┌──

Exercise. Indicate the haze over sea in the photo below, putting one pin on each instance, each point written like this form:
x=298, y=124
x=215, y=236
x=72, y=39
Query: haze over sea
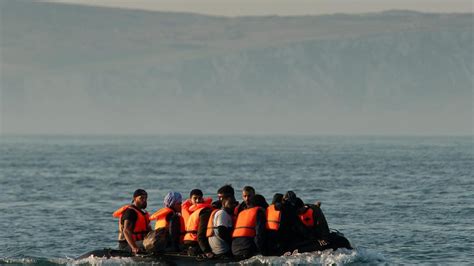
x=397, y=199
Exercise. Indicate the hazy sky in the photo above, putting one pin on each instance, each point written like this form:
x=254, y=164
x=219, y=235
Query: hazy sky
x=284, y=7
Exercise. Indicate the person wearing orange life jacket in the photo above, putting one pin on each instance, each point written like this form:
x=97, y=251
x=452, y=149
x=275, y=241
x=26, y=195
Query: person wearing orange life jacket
x=219, y=227
x=248, y=193
x=169, y=219
x=134, y=222
x=275, y=226
x=195, y=240
x=248, y=238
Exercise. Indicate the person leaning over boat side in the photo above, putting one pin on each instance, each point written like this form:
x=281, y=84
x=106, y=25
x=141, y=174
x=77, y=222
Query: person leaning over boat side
x=195, y=239
x=313, y=218
x=219, y=227
x=134, y=222
x=248, y=238
x=248, y=193
x=169, y=219
x=274, y=226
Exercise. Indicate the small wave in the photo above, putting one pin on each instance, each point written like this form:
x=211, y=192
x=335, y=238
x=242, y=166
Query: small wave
x=35, y=261
x=96, y=261
x=327, y=257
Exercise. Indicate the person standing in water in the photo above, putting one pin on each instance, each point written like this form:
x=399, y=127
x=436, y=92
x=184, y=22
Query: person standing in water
x=134, y=222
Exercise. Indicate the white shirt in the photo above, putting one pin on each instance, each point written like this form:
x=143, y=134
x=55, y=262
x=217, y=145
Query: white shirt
x=218, y=245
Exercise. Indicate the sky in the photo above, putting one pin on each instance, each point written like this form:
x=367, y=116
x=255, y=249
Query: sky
x=284, y=7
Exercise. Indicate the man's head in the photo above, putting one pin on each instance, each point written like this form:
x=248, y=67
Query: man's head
x=228, y=203
x=196, y=196
x=299, y=206
x=225, y=190
x=277, y=198
x=248, y=193
x=140, y=198
x=173, y=200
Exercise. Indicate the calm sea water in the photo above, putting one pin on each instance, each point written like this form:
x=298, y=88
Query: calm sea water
x=397, y=199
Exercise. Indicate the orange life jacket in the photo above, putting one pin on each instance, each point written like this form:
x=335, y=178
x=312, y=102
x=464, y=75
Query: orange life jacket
x=307, y=218
x=273, y=218
x=161, y=222
x=192, y=224
x=246, y=223
x=210, y=224
x=187, y=208
x=140, y=228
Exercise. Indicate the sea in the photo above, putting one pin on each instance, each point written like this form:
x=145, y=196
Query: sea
x=399, y=200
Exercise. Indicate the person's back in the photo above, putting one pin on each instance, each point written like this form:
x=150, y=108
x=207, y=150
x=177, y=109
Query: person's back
x=134, y=222
x=169, y=220
x=220, y=227
x=195, y=239
x=248, y=237
x=320, y=229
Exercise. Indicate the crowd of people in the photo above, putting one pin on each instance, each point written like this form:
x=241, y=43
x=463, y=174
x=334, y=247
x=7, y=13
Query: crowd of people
x=224, y=228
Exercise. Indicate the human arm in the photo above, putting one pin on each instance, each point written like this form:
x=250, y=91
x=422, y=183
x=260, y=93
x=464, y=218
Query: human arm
x=129, y=218
x=202, y=229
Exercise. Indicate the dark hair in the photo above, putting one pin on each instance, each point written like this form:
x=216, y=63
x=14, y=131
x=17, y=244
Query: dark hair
x=277, y=198
x=226, y=189
x=249, y=189
x=260, y=201
x=227, y=197
x=139, y=192
x=196, y=192
x=299, y=203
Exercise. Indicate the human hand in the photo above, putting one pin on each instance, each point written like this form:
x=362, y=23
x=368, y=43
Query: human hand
x=322, y=242
x=135, y=250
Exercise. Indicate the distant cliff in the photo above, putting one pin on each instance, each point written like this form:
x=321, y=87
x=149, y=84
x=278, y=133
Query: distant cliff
x=76, y=69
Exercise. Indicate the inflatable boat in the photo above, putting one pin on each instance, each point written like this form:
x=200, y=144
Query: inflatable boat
x=336, y=240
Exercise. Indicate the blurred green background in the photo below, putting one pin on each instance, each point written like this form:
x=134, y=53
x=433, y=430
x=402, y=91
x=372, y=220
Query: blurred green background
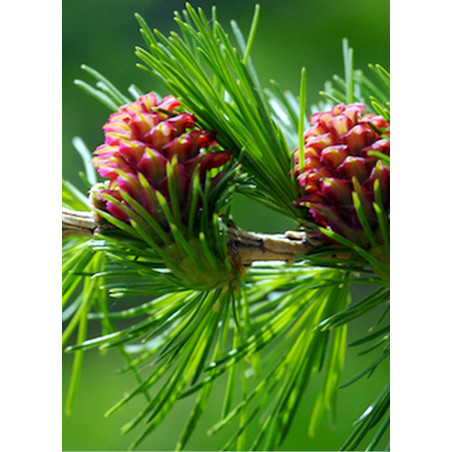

└──

Each record above must be retyped exactly, minus its pictures.

Exercise. Indicate the haze over sea in the photo below, putting one pin on each instance, each point written like this form:
x=298, y=124
x=215, y=236
x=72, y=39
Query: haze over sea
x=397, y=199
Exercise. Indicate the hazy sky in the photo above, putting one pin on each instance, each point written like this form:
x=254, y=164
x=219, y=235
Query: hazy sky
x=284, y=7
Exercise. Indicate the person wearing orange life jacket in the photo above, putting one pin on each instance, each point written like this form:
x=97, y=251
x=452, y=149
x=275, y=241
x=26, y=195
Query: person wearing orange life jacket
x=219, y=227
x=248, y=193
x=169, y=219
x=134, y=222
x=275, y=226
x=195, y=240
x=248, y=238
Exercise. Indicate the person leaning over boat side in the photo above, putting one pin on each instance, each point written like this form:
x=281, y=84
x=106, y=25
x=141, y=174
x=77, y=222
Query: person leaning over boat side
x=195, y=239
x=313, y=218
x=219, y=227
x=134, y=222
x=248, y=238
x=248, y=193
x=169, y=219
x=274, y=226
Exercise. Indicate the small wave in the photo above, putting one pin on each instance, each point written like this form:
x=211, y=192
x=335, y=238
x=242, y=166
Query: small wave
x=35, y=261
x=96, y=261
x=327, y=257
Exercise. Indicate the person standing in water in the photo above, putting one pin on each instance, each point written like this form:
x=399, y=127
x=436, y=92
x=184, y=22
Query: person standing in water
x=134, y=222
Exercise. Indicate the white shirt in the photo above, putting one pin on each instance, each point written like this form:
x=143, y=134
x=55, y=262
x=217, y=145
Query: white shirt
x=218, y=245
Exercise. Indicate the sky in the photo above, putting one pin on each instance, each point written like this form:
x=367, y=116
x=255, y=249
Query: sky
x=284, y=7
Exercise. Indicate the man's head in the photo above, putting one pin on each instance, each point written like this form:
x=248, y=67
Query: man's head
x=228, y=203
x=196, y=196
x=299, y=206
x=225, y=190
x=277, y=198
x=248, y=193
x=140, y=198
x=173, y=200
Exercise. Indicate the calm sea water in the photo above, putting one pin on each instance, each point written like this form:
x=298, y=88
Query: calm sea water
x=397, y=199
Exercise. Indicate the orange life jacket in the photo above, putting one pin on each instance, each point written like this form:
x=335, y=178
x=312, y=102
x=464, y=75
Query: orange life jacket
x=307, y=218
x=273, y=218
x=161, y=222
x=192, y=224
x=246, y=223
x=210, y=224
x=187, y=208
x=140, y=228
Exercise. Indicate the sea in the photo above, putting one pin on each instance, each point written like this form:
x=145, y=196
Query: sea
x=399, y=200
Exercise. Indicate the person's back in the photo above, putting one pin on each instance, each point written like this form:
x=150, y=108
x=207, y=150
x=177, y=109
Query: person's back
x=134, y=222
x=169, y=220
x=220, y=227
x=195, y=239
x=248, y=237
x=320, y=229
Exercise. Indicate the crowd of people in the photo above, putting one pin on each instance, each point written like this form:
x=241, y=43
x=463, y=174
x=334, y=247
x=7, y=13
Query: crowd of people
x=224, y=228
Exercise. Indicate the human arm in the photo above, putting one pin on each instance, each point written like this form:
x=250, y=91
x=422, y=183
x=260, y=93
x=464, y=218
Query: human arm
x=129, y=218
x=202, y=229
Exercise. Indicate the dark hair in the photo above, putting one pin on each instance, each point written like this form:
x=216, y=63
x=14, y=131
x=17, y=244
Query: dark hair
x=277, y=198
x=226, y=189
x=249, y=189
x=260, y=201
x=227, y=197
x=139, y=192
x=196, y=192
x=299, y=203
Exercise. Indicate the human hand in the photo above, putting one pin on each instance, each point written like this form:
x=362, y=23
x=368, y=43
Query: human hand
x=322, y=242
x=135, y=250
Exercise. Indicate the distant cliff in the photo above, putting one pin on each instance, each point written like this form:
x=321, y=87
x=149, y=84
x=278, y=133
Query: distant cliff
x=76, y=69
Exercise. Indicate the inflatable boat in the photo above, putting one pin on each instance, each point written like this form:
x=200, y=144
Query: inflatable boat
x=336, y=240
Exercise. Indicate the blurred green background in the photo below, putting one pin on each instance, each point written like this form:
x=134, y=53
x=433, y=430
x=402, y=91
x=372, y=220
Query: blurred green background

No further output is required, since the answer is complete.